**Stated exercise**: Locate every line in the items below that contains the string "saddle" and copy each such line in full.

-- begin Supplied material --

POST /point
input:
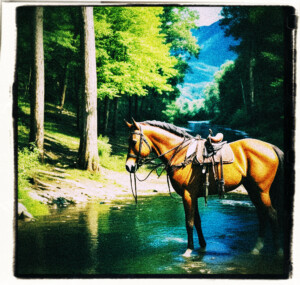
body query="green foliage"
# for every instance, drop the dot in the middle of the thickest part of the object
(249, 93)
(182, 110)
(28, 162)
(131, 53)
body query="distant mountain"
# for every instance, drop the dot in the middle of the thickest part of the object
(214, 52)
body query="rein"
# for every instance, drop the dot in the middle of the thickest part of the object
(140, 162)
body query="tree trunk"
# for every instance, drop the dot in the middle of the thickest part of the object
(88, 150)
(115, 119)
(136, 104)
(105, 114)
(38, 94)
(99, 115)
(251, 77)
(129, 108)
(64, 88)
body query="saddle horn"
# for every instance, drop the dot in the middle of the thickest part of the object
(217, 138)
(135, 124)
(128, 124)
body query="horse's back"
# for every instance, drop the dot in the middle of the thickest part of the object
(256, 160)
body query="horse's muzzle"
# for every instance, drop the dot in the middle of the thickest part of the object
(131, 168)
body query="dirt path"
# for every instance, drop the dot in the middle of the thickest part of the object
(56, 188)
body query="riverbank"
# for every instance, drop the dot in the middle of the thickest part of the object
(58, 183)
(57, 189)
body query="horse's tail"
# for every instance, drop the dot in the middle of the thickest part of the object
(277, 188)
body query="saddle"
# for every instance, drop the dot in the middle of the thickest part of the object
(209, 153)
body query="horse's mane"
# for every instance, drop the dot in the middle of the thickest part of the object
(170, 128)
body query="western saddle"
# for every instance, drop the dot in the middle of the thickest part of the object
(209, 153)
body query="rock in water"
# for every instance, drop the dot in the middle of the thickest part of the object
(23, 213)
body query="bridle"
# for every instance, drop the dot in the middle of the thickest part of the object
(142, 161)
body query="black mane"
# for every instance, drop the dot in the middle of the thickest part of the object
(170, 128)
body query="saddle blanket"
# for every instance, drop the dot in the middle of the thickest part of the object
(198, 150)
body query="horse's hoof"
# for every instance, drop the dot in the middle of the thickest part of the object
(202, 249)
(255, 251)
(188, 253)
(280, 252)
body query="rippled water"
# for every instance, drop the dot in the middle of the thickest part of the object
(123, 239)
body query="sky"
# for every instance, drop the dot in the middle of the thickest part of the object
(208, 15)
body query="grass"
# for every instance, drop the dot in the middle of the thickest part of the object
(28, 162)
(61, 145)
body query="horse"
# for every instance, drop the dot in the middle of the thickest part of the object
(257, 165)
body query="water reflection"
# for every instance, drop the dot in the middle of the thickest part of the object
(149, 238)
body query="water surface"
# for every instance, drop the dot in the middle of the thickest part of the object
(122, 239)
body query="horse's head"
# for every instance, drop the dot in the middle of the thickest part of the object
(139, 147)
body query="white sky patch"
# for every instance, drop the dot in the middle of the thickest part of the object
(208, 15)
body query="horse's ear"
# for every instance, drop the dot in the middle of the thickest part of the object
(128, 124)
(135, 124)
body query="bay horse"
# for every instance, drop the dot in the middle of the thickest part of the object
(256, 165)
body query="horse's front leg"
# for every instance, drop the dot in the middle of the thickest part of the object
(189, 203)
(199, 227)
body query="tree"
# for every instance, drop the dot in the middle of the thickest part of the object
(88, 149)
(38, 96)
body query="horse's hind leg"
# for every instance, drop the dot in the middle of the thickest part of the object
(198, 227)
(265, 212)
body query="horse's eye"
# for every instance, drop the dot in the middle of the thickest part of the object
(132, 142)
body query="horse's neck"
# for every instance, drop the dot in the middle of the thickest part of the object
(164, 141)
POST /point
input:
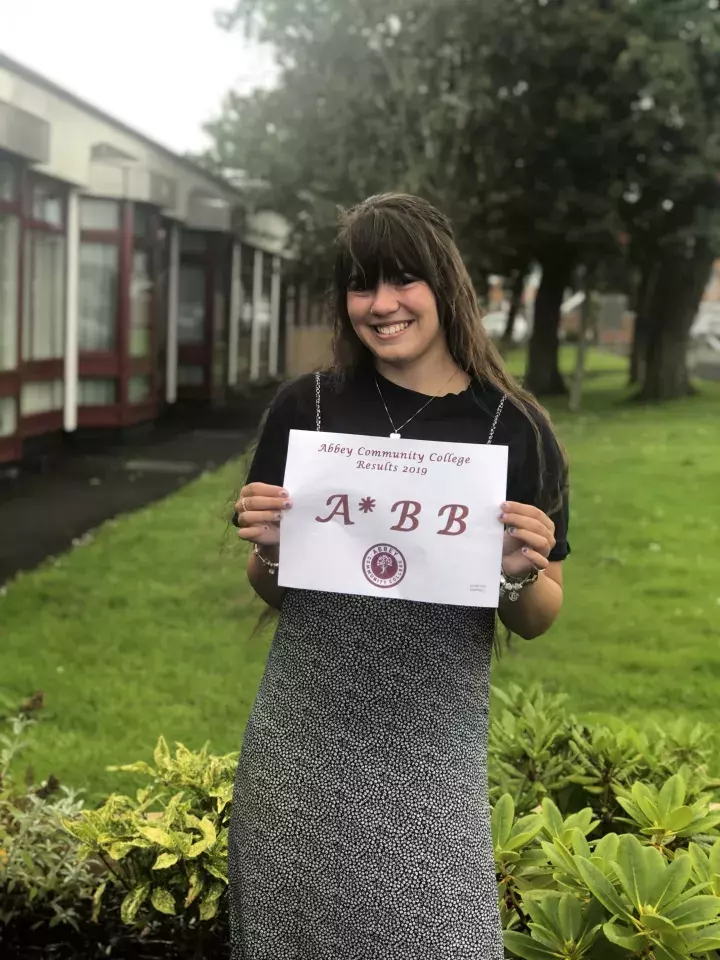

-- end Supplied material --

**Expected answer**:
body query="saddle horn"
body query="saddle"
body query="western saddle"
body query="saddle blanket"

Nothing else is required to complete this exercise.